» EXERCISE DATA:

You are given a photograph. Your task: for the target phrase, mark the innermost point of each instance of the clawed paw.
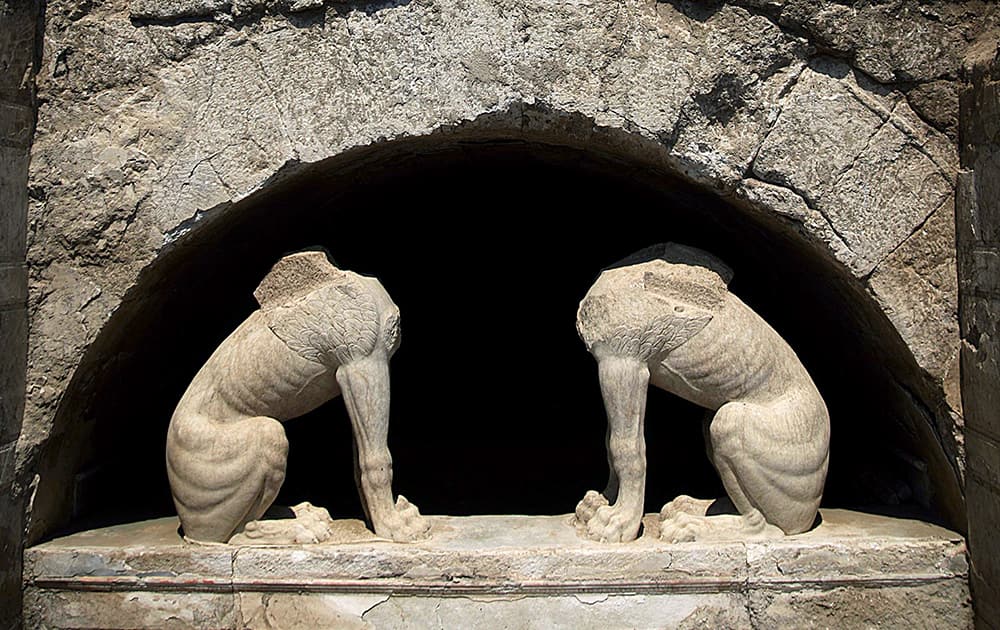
(405, 524)
(596, 520)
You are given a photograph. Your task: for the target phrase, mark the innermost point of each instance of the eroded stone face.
(319, 332)
(669, 320)
(157, 116)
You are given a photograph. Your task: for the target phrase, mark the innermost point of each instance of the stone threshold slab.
(505, 555)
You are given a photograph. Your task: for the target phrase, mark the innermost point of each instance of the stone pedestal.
(854, 570)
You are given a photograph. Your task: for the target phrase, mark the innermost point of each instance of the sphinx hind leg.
(772, 459)
(224, 474)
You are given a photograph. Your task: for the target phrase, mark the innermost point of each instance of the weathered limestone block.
(851, 149)
(319, 332)
(665, 317)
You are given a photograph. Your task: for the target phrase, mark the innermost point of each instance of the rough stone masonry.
(156, 117)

» GOAL OF THE EXERCISE: In the entries above, find the line with "stone threshold slab.", then retype it and every line after it exactly.

» RESPONSE TO THIS EXERCISE:
You are given a photograph. Your task: for the target phrase, mark the innermost point of each instance of the stone threshold slab.
(505, 555)
You are given a photograph. Your task: for the target phrase, mark the innermost point of each instance of the stone pedestal.
(854, 570)
You are given a photograph. Your task: for the target phrase, mark the innermost point of each instance of the sphinx hind leg.
(772, 459)
(224, 474)
You are given a photograph. Your task: for the target phrase, mark the innermost point of each instance of the weathered limestone block.
(851, 149)
(319, 332)
(665, 317)
You are given a photograph. Your task: for the target phrase, mark the innermost point of each instance of the rough stone masonry.
(156, 117)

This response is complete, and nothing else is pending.